→ WHAT YOU HAVE TO DO
Give back only the lines from the one with "Is there any black throat" through the last line of the data, exactly as they appear.

(Lines of data)
━━━━━━━━━━

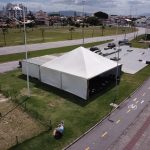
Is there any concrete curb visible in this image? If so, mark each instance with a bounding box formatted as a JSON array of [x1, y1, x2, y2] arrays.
[[63, 78, 150, 150]]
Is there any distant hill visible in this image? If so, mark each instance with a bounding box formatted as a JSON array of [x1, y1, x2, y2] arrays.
[[48, 10, 92, 17]]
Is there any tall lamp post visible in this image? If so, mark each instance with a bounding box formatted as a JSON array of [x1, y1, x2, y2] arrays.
[[23, 6, 30, 97]]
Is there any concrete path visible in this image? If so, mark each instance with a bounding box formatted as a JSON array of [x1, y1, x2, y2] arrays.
[[66, 79, 150, 150], [0, 28, 145, 55]]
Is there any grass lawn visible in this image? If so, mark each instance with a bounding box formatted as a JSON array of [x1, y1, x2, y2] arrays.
[[0, 26, 134, 46], [131, 35, 150, 48], [0, 40, 112, 63], [0, 66, 150, 150]]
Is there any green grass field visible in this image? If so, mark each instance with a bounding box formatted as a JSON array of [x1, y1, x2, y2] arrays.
[[0, 40, 112, 63], [0, 66, 150, 150], [0, 27, 134, 46]]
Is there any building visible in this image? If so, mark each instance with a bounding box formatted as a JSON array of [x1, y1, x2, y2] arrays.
[[3, 3, 27, 19]]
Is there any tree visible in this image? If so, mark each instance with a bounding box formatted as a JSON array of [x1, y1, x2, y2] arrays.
[[94, 11, 108, 36]]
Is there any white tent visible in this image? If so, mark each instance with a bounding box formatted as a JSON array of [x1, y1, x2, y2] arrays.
[[21, 55, 56, 79], [40, 47, 121, 99]]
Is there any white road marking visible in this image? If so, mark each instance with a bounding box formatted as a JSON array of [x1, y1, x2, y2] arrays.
[[133, 98, 137, 102], [142, 93, 146, 96], [126, 109, 131, 113], [101, 132, 108, 137], [116, 119, 121, 124], [128, 104, 137, 110]]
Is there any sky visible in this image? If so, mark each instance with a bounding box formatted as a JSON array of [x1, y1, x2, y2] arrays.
[[0, 0, 150, 15]]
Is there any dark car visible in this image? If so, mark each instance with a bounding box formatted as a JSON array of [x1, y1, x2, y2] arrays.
[[108, 43, 116, 48], [118, 39, 131, 46], [90, 47, 100, 52], [110, 57, 120, 61]]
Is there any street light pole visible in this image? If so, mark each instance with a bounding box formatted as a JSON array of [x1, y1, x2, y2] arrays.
[[82, 0, 85, 45], [23, 6, 30, 97]]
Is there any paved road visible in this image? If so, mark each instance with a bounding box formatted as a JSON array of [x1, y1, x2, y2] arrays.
[[108, 101, 150, 150], [0, 28, 145, 55], [67, 79, 150, 150]]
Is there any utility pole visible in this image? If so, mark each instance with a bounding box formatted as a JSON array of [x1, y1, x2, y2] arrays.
[[23, 6, 30, 97], [82, 0, 85, 45]]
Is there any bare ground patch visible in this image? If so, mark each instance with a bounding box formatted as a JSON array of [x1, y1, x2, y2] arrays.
[[0, 95, 45, 150]]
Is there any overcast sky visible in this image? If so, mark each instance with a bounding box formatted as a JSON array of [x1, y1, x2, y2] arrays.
[[0, 0, 150, 15]]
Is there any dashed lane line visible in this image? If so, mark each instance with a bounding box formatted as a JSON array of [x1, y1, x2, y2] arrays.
[[126, 109, 131, 113], [133, 98, 137, 102], [116, 119, 121, 124], [85, 147, 90, 150], [101, 132, 108, 137]]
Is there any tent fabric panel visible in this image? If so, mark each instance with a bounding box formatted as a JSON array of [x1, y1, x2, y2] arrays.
[[40, 67, 61, 88], [22, 61, 40, 79], [62, 73, 87, 99]]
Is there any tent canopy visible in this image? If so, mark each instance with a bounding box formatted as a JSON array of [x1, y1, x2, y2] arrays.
[[42, 47, 117, 79]]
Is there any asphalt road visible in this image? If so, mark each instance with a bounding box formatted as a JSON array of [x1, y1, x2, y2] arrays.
[[0, 28, 145, 55], [67, 79, 150, 150]]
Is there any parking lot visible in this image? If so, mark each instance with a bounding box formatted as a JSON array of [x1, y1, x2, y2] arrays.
[[90, 44, 150, 74]]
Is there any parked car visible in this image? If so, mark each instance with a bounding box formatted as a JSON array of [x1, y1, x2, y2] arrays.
[[108, 43, 116, 48], [118, 39, 131, 46]]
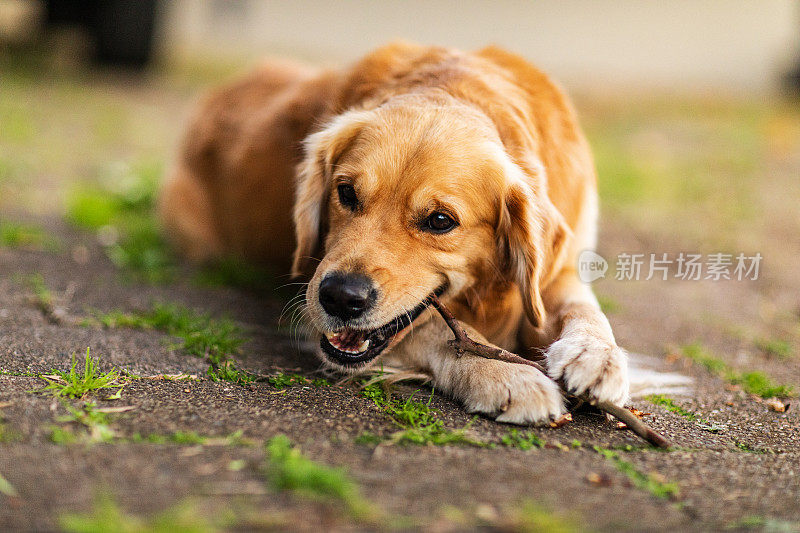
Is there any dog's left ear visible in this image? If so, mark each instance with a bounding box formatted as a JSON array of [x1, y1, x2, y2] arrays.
[[292, 111, 367, 277], [498, 161, 572, 327]]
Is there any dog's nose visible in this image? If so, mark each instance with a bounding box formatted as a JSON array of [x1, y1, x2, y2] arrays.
[[319, 272, 376, 321]]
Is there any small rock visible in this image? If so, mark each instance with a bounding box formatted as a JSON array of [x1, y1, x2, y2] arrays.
[[764, 398, 786, 413]]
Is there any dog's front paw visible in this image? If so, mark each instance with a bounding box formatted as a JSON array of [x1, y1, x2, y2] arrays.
[[547, 333, 628, 405], [458, 361, 565, 424]]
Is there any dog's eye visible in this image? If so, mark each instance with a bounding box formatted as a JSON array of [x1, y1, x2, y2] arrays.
[[336, 183, 358, 210], [422, 211, 458, 233]]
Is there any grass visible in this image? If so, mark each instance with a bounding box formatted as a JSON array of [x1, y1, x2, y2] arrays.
[[593, 446, 680, 499], [58, 494, 216, 533], [265, 435, 371, 517], [361, 383, 487, 447], [0, 220, 59, 251], [646, 394, 725, 433], [753, 337, 793, 359], [267, 372, 331, 390], [88, 303, 245, 364], [500, 429, 544, 450], [50, 402, 117, 444], [130, 430, 252, 446], [85, 303, 250, 384], [682, 343, 795, 398], [66, 161, 176, 283], [28, 272, 53, 310], [511, 501, 586, 533], [40, 348, 120, 398]]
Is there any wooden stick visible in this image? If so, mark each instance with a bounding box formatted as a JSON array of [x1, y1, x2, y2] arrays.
[[429, 295, 671, 448]]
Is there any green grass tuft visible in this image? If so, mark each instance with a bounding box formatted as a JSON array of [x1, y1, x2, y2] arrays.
[[90, 303, 250, 384], [194, 257, 276, 292], [683, 343, 795, 398], [90, 303, 245, 365], [511, 501, 586, 533], [593, 446, 680, 499], [66, 158, 176, 283], [41, 348, 120, 398], [500, 429, 545, 450], [0, 220, 59, 251], [361, 383, 488, 447], [266, 435, 370, 516], [58, 494, 214, 533], [753, 337, 793, 359]]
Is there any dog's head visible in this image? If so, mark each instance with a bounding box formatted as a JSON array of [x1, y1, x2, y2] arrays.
[[293, 99, 565, 369]]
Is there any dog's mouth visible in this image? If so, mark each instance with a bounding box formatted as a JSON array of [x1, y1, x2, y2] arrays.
[[319, 285, 445, 367]]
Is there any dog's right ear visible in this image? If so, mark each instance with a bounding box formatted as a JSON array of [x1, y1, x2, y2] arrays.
[[292, 111, 368, 277]]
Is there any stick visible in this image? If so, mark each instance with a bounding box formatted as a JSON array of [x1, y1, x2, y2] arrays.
[[429, 295, 671, 448]]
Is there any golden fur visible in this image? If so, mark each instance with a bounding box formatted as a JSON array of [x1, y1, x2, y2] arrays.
[[161, 43, 627, 423]]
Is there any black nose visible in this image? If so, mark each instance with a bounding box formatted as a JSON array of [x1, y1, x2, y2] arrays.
[[319, 272, 376, 321]]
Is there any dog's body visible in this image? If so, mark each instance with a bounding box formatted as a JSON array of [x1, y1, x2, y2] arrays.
[[162, 44, 628, 423]]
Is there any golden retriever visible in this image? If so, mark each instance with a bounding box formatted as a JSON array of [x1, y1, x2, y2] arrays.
[[161, 43, 628, 424]]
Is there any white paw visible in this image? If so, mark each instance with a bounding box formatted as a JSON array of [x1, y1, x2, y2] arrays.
[[460, 361, 566, 424], [547, 332, 628, 405]]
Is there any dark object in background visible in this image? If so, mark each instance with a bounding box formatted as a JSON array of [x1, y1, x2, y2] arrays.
[[45, 0, 157, 68]]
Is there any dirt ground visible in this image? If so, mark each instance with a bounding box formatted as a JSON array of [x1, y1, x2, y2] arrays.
[[0, 52, 800, 531]]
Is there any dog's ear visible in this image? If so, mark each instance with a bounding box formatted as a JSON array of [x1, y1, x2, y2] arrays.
[[292, 112, 366, 277], [498, 162, 572, 327]]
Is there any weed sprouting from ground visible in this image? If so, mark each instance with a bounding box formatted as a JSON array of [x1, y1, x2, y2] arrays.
[[50, 402, 116, 444], [646, 394, 725, 433], [509, 501, 586, 533], [40, 348, 120, 398], [265, 435, 370, 516], [87, 303, 250, 383], [682, 343, 795, 398], [67, 158, 175, 283], [593, 446, 680, 499], [59, 494, 223, 533], [500, 429, 545, 450], [194, 257, 276, 291], [89, 303, 245, 364], [753, 337, 792, 359], [361, 383, 487, 447]]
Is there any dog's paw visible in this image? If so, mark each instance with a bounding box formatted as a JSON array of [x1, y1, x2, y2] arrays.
[[547, 333, 628, 406], [461, 361, 566, 424]]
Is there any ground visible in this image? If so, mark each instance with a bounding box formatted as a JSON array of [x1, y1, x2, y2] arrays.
[[0, 52, 800, 531]]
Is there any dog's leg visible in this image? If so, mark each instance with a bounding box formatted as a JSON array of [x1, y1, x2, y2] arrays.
[[545, 271, 628, 405], [386, 316, 565, 424]]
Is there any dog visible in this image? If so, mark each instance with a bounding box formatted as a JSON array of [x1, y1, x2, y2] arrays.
[[160, 43, 628, 424]]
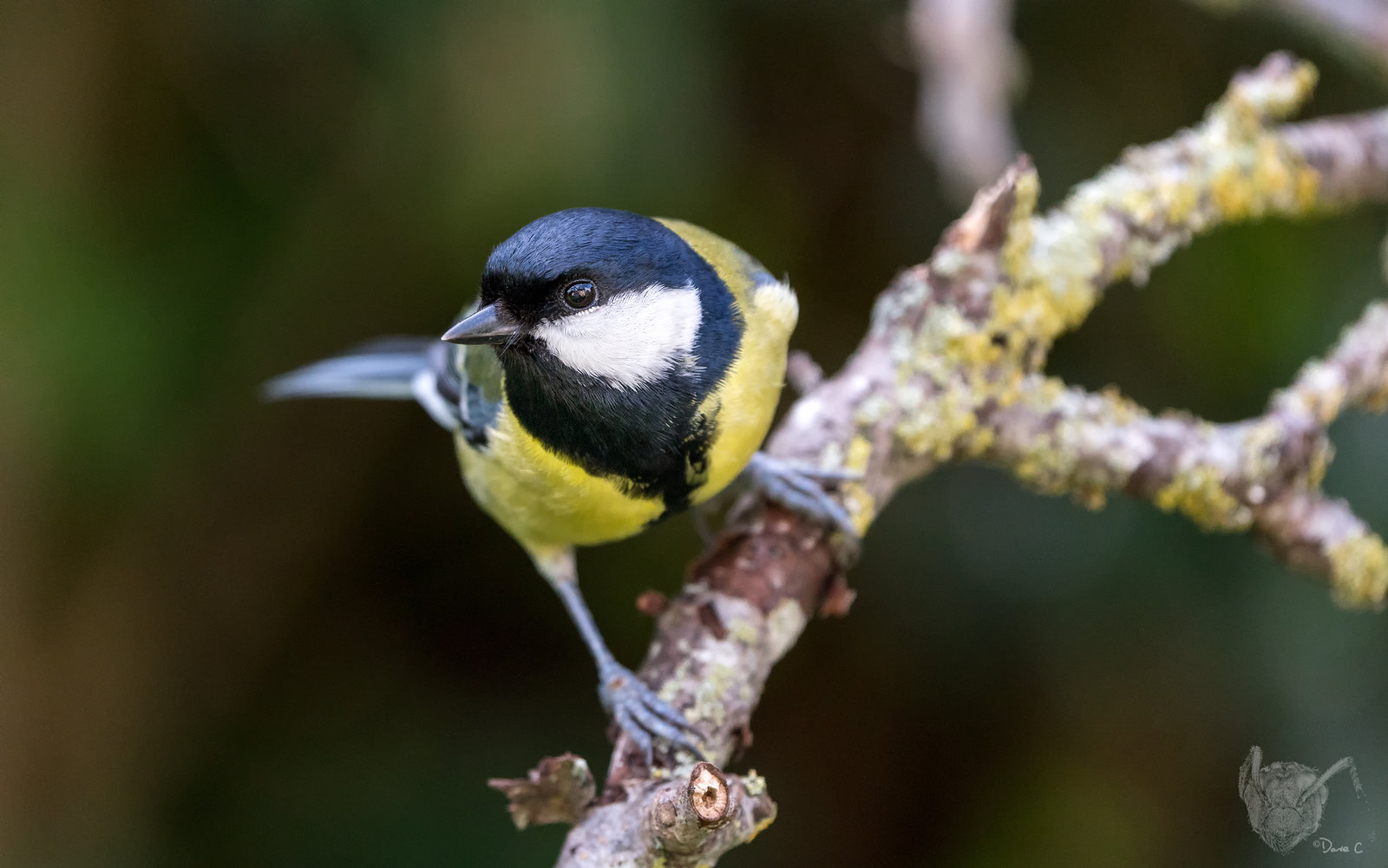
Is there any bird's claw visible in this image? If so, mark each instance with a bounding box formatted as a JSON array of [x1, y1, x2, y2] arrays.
[[747, 452, 862, 542], [599, 662, 704, 766]]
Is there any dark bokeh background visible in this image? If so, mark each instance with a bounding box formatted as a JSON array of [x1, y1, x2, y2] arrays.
[[0, 0, 1388, 868]]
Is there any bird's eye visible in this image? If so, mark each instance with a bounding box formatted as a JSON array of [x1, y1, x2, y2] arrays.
[[564, 280, 599, 310]]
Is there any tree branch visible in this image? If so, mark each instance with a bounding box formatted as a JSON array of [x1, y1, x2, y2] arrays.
[[494, 55, 1388, 868], [907, 0, 1022, 201]]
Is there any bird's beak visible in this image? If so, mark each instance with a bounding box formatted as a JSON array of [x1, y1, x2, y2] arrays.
[[442, 303, 520, 344]]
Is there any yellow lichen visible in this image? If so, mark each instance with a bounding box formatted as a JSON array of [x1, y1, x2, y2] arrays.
[[1152, 466, 1254, 531], [1328, 534, 1388, 609]]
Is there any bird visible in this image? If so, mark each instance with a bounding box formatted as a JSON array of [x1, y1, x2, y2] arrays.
[[265, 208, 854, 764]]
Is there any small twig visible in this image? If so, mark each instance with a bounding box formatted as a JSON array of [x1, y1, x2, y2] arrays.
[[907, 0, 1022, 201]]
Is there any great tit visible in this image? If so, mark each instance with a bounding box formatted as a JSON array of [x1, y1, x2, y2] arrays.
[[266, 208, 852, 759]]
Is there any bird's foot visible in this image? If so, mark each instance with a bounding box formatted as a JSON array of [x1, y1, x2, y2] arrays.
[[745, 452, 862, 544], [599, 662, 704, 766]]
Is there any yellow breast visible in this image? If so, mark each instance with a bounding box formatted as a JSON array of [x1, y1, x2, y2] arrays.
[[456, 220, 800, 555]]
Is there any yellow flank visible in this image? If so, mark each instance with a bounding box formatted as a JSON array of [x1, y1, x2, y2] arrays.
[[455, 214, 800, 558], [661, 218, 800, 503], [690, 277, 798, 505], [455, 404, 665, 558]]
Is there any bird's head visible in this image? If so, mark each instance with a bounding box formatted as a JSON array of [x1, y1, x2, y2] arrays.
[[442, 208, 738, 389]]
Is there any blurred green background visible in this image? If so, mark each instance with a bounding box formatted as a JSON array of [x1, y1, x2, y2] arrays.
[[0, 0, 1388, 868]]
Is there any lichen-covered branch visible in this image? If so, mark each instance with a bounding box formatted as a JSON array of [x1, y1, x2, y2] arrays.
[[907, 0, 1022, 201], [512, 55, 1388, 868]]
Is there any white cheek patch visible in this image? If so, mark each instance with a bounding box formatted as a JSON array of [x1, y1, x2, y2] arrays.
[[533, 283, 703, 388]]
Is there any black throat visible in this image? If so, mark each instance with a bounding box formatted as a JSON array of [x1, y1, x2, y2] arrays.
[[502, 349, 726, 517]]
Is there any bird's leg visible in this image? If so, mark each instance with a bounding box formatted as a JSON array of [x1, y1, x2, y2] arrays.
[[533, 548, 703, 766], [743, 452, 862, 544]]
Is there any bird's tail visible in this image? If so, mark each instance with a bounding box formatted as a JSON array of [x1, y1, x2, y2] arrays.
[[262, 337, 461, 430], [262, 337, 439, 401]]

━━━━━━━━━━

→ FULL OUTPUT
Is there any black throat visible in this image? If so, mark each instance with a bounding box formatted as a JSON array of [x1, y1, x2, y2] arrays.
[[502, 349, 726, 517]]
Is there any bird's leg visible in this image? If so, mark each instance with a bounding box formatted as a JSON array of [x1, y1, x2, y2] arrays.
[[533, 548, 703, 766], [743, 452, 862, 544]]
Is there any bird's tail visible in this image? If so, mark each instance with a bounding box formatted as a JSON array of [x1, y1, x2, y2] arrays.
[[262, 337, 461, 430], [262, 337, 439, 401]]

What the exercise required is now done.